- 作業内容:
A. 混合診療の記事のうち、「保険証一枚あればだれでも、ど」で始まり「療の内容に格差が生まれます。」に至るまでの部分をそのまま書き写してください。
B. 混合診療の記事の内容を2文で要約してください。
C. 混合診療の記事によると、規制改革・民間開放推進会議の議長は誰ですか。

- 課題文:
──────────────────────────────

日本共産党

2004年9月21日(火)「しんぶん赤旗」

「いい医療」金次第

政府方針の「混合診療」


 保険証一枚あればだれでも、どこでも平等な医療が受けられる―そんな日本の皆保険制度が「混合診療」の解禁でくずされようとしています。小泉首相は十日、経済財政諮問会議で「年内に解禁の方向で結論をだしてほしい」と指示。同会議で竹中金融相も年内解禁の方向性を示しました。坂口厚労相は十四日、「一つのルールを作って、一定の範囲内で認めていく」とのべています。

 混合診療は、公的保険がきく診療と、先端技術など公的保険のきかない診療(自由診療)を併用するものです。政府は公的保険を縮小することで、保険の財源となる国庫負担を減らすことができます。一方、自由診療が普及・拡大すれば私的保険の市場拡大になります。これは財界がかねがねねらっていたもの。行き着く先は、市場原理が強くはたらく不平等な「アメリカ型医療」です。

 八月三日には、政府の規制改革・民間開放推進会議(議長・宮内義彦オリックス会長)が年末答申の「中間とりまとめ」に「今年度中の全面解禁」を明記しました。

 混合診療の解禁には多くの医療団体が反対しています。

 日本医師会は、混合診療を認めれば、現在公的保険でみている療養までも、保険から自由診療へと外される危険性を指摘しています。自由診療を受けるには多額の費用が必要です。お金持ちほど「いい医療」が受けられ、お金のあるなしによって治療の内容に格差が生まれます。

 日本病院会など病院四団体も混合診療解禁の阻止に向けた運動を起こしています。全国保険医団体連合会は一貫して反対。中央社会保障推進協議会は、高齢者、健保本人の医療費窓口負担を軽減する要求とともに、混合診療解禁に反対する学習と署名運動にとりくんでいます。

──────────────────────────────

- データ内容:
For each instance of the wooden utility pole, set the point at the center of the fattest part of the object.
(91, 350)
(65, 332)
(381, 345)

──────────────────────────────

- 解答:
A.
保険証一枚あればだれでも、どこでも平等な医療が受けられる―そんな日本の皆保険制度が「混合診療」の解禁でくずされようとしています。小泉首相は十日、経済財政諮問会議で「年内に解禁の方向で結論をだしてほしい」と指示。同会議で竹中金融相も年内解禁の方向性を示しました。坂口厚労相は十四日、「一つのルールを作って、一定の範囲内で認めていく」とのべています。

 混合診療は、公的保険がきく診療と、先端技術など公的保険のきかない診療(自由診療)を併用するものです。政府は公的保険を縮小することで、保険の財源となる国庫負担を減らすことができます。一方、自由診療が普及・拡大すれば私的保険の市場拡大になります。これは財界がかねがねねらっていたもの。行き着く先は、市場原理が強くはたらく不平等な「アメリカ型医療」です。

 八月三日には、政府の規制改革・民間開放推進会議(議長・宮内義彦オリックス会長)が年末答申の「中間とりまとめ」に「今年度中の全面解禁」を明記しました。

 混合診療の解禁には多くの医療団体が反対しています。

 日本医師会は、混合診療を認めれば、現在公的保険でみている療養までも、保険から自由診療へと外される危険性を指摘しています。自由診療を受けるには多額の費用が必要です。お金持ちほど「いい医療」が受けられ、お金のあるなしによって治療の内容に格差が生まれます。

B. 政府は公的保険の診療と自由診療を併用する「混合診療」の年内解禁に向けて動いており、これは公的保険を縮小して国庫負担を減らし、私的保険の市場拡大にもつながるものです。多くの医療団体が解禁に反対しており、日本医師会は、お金のあるなしによって治療の内容に格差が生まれると指摘しています。

C. 宮内義彦オリックス会長です。